- WORK INSTRUCTIONS: Everything from the line that contains "the white house" through the final line of the records should be written out exactly, and nothing outside that span.

-- begin ENTRIES SUPPLIED --

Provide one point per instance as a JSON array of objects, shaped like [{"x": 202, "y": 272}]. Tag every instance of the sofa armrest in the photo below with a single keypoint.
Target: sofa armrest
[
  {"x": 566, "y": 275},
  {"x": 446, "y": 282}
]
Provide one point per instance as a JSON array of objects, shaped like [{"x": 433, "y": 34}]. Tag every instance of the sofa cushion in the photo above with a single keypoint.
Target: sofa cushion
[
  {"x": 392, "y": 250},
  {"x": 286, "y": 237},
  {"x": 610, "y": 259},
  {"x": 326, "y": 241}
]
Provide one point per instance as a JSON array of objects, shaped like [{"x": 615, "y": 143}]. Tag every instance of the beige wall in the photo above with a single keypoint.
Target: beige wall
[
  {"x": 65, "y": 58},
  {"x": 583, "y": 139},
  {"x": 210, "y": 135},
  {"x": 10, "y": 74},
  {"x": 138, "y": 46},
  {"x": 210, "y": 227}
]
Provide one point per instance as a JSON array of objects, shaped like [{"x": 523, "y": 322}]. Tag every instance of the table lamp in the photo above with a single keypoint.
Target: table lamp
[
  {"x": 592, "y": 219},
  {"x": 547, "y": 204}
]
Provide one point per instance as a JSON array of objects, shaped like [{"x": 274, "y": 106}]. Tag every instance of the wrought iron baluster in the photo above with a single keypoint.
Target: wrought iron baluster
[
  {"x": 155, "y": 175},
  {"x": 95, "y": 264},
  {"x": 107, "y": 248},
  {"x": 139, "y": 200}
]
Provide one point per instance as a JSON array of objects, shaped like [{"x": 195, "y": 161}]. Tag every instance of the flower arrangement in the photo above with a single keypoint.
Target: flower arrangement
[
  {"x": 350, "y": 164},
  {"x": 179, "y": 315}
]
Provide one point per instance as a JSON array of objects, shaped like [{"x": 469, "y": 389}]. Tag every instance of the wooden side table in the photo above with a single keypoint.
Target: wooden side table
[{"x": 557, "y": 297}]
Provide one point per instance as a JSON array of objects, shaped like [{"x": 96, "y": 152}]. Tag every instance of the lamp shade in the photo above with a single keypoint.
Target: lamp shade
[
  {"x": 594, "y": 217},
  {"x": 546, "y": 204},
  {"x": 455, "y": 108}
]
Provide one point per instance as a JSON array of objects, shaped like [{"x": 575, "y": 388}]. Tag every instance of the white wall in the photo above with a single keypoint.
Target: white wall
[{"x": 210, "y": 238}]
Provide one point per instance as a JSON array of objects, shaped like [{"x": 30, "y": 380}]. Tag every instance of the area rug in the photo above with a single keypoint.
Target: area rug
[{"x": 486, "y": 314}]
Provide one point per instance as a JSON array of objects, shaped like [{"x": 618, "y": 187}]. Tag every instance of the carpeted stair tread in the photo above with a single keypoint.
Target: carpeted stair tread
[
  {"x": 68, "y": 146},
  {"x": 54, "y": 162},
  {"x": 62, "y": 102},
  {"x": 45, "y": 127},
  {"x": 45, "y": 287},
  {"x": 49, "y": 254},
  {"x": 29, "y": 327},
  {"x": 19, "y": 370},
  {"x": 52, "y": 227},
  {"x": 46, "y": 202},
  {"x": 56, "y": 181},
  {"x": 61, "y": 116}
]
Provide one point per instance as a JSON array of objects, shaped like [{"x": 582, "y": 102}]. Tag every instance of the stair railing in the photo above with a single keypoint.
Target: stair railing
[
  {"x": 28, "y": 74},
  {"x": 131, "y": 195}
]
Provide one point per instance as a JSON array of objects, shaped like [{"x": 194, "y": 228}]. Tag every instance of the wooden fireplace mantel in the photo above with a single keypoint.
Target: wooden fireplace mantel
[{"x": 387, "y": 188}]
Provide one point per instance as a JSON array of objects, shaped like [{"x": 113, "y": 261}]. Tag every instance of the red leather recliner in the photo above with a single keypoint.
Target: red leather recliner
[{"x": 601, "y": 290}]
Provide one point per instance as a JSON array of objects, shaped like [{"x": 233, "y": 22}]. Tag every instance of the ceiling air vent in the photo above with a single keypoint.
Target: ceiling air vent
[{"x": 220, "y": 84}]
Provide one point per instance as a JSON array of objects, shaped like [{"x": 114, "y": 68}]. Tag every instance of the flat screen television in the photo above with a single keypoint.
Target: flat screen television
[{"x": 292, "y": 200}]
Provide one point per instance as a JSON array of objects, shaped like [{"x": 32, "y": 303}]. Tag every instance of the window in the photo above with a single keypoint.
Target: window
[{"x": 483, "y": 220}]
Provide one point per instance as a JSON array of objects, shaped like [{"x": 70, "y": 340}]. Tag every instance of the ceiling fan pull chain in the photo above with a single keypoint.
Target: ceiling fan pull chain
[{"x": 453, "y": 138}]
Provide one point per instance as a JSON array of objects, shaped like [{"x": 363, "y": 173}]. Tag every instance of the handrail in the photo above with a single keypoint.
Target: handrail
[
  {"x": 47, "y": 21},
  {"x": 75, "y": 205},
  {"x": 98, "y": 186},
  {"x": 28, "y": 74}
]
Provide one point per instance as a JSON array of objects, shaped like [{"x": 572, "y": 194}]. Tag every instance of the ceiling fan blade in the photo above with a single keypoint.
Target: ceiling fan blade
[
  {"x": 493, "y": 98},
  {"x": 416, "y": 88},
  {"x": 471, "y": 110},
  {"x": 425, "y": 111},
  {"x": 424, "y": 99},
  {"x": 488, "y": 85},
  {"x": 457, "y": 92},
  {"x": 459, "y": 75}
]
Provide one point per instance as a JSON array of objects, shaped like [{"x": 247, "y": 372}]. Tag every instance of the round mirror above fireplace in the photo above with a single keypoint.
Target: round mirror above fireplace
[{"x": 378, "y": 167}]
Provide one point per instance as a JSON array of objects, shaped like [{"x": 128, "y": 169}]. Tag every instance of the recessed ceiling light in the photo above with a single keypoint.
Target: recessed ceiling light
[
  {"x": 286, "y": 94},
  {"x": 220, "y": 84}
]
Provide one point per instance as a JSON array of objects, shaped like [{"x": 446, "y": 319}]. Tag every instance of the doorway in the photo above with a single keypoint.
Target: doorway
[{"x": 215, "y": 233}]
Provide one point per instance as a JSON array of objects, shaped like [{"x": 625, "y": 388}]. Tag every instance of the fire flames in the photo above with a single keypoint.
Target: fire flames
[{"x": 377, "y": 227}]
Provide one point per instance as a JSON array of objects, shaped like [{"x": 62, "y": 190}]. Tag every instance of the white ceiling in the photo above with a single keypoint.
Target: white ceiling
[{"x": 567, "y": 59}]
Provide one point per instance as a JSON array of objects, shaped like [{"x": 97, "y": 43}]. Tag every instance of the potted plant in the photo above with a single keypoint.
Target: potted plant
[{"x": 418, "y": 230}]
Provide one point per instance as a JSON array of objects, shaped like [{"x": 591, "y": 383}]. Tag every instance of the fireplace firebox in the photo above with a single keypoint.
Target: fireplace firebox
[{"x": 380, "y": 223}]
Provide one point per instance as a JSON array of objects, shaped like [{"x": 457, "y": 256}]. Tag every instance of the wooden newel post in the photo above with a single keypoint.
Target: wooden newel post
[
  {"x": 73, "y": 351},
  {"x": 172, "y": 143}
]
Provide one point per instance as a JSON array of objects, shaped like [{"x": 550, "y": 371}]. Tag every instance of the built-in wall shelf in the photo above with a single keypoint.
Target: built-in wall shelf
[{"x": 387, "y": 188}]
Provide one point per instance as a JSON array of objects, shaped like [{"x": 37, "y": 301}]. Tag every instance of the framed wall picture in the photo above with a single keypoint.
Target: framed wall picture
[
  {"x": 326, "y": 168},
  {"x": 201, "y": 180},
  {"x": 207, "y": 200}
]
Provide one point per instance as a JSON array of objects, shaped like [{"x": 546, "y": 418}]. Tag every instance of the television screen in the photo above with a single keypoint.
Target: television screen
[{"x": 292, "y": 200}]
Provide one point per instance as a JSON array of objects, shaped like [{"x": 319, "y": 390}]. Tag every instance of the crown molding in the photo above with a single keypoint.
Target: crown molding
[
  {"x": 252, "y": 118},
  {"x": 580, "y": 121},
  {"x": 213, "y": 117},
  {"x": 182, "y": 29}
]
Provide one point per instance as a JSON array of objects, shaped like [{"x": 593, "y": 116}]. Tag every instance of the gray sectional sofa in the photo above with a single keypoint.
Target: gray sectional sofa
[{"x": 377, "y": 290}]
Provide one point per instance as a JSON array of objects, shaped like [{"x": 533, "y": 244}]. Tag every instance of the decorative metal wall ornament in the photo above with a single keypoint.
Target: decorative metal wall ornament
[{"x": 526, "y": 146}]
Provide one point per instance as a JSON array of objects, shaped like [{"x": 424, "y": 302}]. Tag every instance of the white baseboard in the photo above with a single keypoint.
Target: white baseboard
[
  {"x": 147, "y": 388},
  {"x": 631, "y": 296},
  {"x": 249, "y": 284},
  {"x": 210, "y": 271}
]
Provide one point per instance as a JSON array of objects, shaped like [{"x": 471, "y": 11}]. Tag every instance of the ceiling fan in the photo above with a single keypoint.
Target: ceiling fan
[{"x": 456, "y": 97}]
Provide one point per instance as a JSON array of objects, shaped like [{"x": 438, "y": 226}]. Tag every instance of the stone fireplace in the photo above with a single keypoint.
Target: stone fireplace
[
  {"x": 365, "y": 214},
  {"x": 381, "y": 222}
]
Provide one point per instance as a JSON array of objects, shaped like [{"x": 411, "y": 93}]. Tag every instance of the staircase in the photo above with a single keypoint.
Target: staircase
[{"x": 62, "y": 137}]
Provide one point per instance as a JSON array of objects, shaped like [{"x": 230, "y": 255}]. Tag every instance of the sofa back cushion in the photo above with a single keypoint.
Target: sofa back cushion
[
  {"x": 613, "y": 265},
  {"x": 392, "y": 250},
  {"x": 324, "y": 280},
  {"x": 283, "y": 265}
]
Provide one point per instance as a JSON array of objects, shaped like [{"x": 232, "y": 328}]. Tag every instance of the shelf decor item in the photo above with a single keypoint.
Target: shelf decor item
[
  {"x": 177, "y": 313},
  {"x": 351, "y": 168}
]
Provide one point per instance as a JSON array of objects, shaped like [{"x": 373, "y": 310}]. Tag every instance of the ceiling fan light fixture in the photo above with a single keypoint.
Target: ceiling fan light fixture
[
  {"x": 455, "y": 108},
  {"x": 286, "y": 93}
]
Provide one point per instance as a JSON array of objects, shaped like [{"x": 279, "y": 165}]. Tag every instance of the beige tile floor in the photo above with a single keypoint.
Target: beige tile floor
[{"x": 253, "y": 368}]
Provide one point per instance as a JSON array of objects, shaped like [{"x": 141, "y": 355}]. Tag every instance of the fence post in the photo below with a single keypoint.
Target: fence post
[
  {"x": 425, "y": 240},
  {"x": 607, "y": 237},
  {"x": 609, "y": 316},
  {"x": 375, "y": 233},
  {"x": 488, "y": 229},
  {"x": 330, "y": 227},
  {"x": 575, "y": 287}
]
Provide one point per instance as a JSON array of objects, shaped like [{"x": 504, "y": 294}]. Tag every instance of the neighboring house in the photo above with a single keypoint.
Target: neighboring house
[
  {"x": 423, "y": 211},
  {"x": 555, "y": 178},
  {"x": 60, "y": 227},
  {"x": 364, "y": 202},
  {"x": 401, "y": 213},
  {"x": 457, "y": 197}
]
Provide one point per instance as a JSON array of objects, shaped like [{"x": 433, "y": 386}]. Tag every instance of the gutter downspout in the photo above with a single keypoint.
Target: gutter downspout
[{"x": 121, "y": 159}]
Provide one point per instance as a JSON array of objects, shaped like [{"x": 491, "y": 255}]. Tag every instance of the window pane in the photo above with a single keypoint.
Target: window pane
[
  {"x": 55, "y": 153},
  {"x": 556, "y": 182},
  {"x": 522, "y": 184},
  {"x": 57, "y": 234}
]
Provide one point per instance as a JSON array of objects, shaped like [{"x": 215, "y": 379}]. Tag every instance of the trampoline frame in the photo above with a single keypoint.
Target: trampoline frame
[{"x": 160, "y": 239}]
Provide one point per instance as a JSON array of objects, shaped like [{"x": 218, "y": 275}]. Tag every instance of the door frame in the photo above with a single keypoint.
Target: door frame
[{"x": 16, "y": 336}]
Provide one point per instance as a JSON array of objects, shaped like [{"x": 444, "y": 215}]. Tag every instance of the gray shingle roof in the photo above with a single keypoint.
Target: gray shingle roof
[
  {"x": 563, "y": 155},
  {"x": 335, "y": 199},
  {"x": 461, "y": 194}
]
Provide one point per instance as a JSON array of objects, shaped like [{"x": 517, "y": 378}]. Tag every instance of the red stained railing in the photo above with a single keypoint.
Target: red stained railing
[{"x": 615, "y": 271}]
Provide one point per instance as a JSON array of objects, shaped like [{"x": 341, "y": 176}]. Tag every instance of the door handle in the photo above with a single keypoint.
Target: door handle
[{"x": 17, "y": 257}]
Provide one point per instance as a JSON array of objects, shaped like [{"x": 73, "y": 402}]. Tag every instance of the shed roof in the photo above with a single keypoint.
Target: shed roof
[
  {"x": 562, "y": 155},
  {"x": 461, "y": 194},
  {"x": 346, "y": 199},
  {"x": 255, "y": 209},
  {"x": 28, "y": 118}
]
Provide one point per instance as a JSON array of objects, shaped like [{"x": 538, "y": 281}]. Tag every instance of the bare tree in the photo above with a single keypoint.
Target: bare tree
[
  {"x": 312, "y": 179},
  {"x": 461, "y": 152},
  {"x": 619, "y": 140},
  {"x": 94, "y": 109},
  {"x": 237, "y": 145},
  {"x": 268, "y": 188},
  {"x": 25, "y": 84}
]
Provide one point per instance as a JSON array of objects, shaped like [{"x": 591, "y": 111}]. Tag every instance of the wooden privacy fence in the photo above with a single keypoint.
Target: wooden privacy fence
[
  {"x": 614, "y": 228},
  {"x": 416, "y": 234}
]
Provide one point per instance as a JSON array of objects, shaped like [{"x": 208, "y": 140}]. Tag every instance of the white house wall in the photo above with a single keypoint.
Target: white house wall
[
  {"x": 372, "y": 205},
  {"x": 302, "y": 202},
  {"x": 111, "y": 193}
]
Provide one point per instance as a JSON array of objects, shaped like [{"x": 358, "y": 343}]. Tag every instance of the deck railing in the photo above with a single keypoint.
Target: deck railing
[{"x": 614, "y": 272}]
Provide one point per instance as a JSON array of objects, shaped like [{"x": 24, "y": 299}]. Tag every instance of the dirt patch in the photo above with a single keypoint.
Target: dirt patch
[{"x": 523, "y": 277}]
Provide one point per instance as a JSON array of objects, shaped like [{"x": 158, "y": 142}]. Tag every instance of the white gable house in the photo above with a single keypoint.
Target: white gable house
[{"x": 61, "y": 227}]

-- end ENTRIES SUPPLIED --

- RESULT OF THIS TASK:
Provide one point per instance as a JSON array of objects, shaped like [{"x": 208, "y": 140}]. Tag every instance of the white house wall in the photo above with a single keypoint.
Target: white house wall
[
  {"x": 372, "y": 205},
  {"x": 302, "y": 202},
  {"x": 111, "y": 193}
]
Provide one point per instance as a JSON array of objects, shaped like [{"x": 358, "y": 343}]. Tag every instance of the deck railing in the photo above with a single keypoint.
Target: deck railing
[{"x": 614, "y": 272}]
Provide one point per instance as a JSON array of objects, shaped like [{"x": 24, "y": 299}]. Tag every instance of the dirt patch in the photo above with a single keypoint.
Target: dirt patch
[{"x": 523, "y": 277}]
Provide one point per instance as a JSON array of objects, shaped like [{"x": 158, "y": 142}]. Tag every instance of the white gable house in the photo above with a single keypoint.
Target: white gable house
[{"x": 61, "y": 227}]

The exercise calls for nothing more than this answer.